- [To do]:
[A] Rewrite the part of the interview on chastity that opens with the words containing "But, even when" and closes with "practice of chastity?", using "Sri Lanka" in place of "India".
[B] Answer these questions about the interview on chastity:
(i) What does Bhante say always displeased him from a quite early age?
(ii) In which country was he staying when he started thinking about sex, toward the end of his time there?
(iii) According to Bhante, what were the monks who broke the precept usually only concerned with?

- [Selected text]:
Nagabodhi: When you were in the East, living as a monk, what part did chastity play in your own personal practice?

Bhante: I'm not so sure that it played a very active part. I knew I was expected to be celibate, and so I was. I accepted it as part of the deal, part of the spiritual life; but looking back, I don't think I regarded chastity as a PRACTICE, something I should WORK on.

I was chaste for many, many years, in body, and I think in speech. Unchastity of speech always displeased me from a quite early age. But I don't think I made a particular effort to eliminate sexual thoughts. I was more concerned with eradicating unmindfulness, and was much more distressed by angry or violent thoughts than I was by sexual thoughts - which I tended to think of as being more 'natural'.

But, even when I was in the army, these feelings, though strong, were very much at the background of my mind. I was finding the East so interesting. I was reading whatever Buddhist books I could get hold of; I was writing - it was a very exciting time for me. So even sexual THOUGHTS played a very minor part in my life. It was only when my thirst for such things as the Dharma, literature, poetry, and philosophy had been slaked to some extent that I started thinking about sex, towards the end of my stay in India.

Nagabodhi: In your experience of the modern Theravada, did the monks seem to be spotless in their practice of chastity?

Bhante: Some of them did talk to me about these things, and from what they said I gained the impression that most Theravada monks had committed minor breaches of celibacy, at least from time to time. I even met and heard of a few Theravada monks who had wives and children - though they kept them as secret as they could - but who none the less continued to wear the yellow robe and expected to be treated as monks.

Minor breaches of celibacy were generally overlooked, as if it was almost too much to expect of ordinary human beings that they should be completely celibate in body, even though they were monks. Among themselves, the attitude was fairly forgiving. After all, many of them had become monks purely for social reasons: because their parents wanted them to become monks, or because, by becoming monks, they could be sure of receiving a good education, or of achieving economic security. So there would be no question of any conflict between their breach of the precept and their spiritual aspiration. They were usually only concerned with what might happen if they were found out by the lay people.

- [Data entries]:
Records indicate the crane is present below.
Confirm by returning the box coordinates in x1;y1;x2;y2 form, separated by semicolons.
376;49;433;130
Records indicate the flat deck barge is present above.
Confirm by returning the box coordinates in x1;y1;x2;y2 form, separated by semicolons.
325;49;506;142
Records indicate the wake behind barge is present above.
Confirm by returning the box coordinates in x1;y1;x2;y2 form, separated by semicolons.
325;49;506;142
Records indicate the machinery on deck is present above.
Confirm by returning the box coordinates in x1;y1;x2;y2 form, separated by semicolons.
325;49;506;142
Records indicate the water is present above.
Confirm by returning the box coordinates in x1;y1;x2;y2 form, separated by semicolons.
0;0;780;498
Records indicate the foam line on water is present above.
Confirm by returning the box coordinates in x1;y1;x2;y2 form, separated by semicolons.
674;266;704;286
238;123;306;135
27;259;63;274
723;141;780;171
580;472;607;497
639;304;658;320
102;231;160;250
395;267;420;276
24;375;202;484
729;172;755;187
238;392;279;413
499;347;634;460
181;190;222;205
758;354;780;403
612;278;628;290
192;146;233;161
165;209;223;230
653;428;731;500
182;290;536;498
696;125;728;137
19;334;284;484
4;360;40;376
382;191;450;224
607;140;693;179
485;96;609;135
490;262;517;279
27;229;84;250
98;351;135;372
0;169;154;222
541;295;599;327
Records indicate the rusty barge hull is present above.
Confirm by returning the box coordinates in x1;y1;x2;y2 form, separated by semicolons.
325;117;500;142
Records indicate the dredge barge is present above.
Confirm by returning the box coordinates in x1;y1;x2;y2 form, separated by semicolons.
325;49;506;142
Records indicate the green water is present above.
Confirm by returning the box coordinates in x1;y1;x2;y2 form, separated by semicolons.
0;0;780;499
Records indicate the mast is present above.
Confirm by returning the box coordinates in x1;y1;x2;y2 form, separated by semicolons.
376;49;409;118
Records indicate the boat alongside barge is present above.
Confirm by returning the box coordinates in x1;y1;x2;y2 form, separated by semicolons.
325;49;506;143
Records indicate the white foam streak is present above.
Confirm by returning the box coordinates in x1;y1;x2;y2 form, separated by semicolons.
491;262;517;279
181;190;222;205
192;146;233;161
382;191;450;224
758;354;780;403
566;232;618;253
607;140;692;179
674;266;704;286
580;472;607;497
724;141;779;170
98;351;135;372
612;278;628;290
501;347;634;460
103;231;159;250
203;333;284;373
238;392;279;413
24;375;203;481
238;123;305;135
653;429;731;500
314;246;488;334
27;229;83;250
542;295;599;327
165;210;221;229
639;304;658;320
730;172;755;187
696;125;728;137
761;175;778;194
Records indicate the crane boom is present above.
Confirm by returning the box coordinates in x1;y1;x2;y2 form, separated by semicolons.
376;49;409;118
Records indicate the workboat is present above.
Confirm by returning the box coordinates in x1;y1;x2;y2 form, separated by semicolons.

- [Full solutions]:
[A]
But, even when I was in the army, these feelings, though strong, were very much at the background of my mind. I was finding the East so interesting. I was reading whatever Buddhist books I could get hold of; I was writing - it was a very exciting time for me. So even sexual THOUGHTS played a very minor part in my life. It was only when my thirst for such things as the Dharma, literature, poetry, and philosophy had been slaked to some extent that I started thinking about sex, towards the end of my stay in Sri Lanka.

Nagabodhi: In your experience of the modern Theravada, did the monks seem to be spotless in their practice of chastity?

[B]
(i) Unchastity of speech.
(ii) India.
(iii) What might happen if they were found out by the lay people.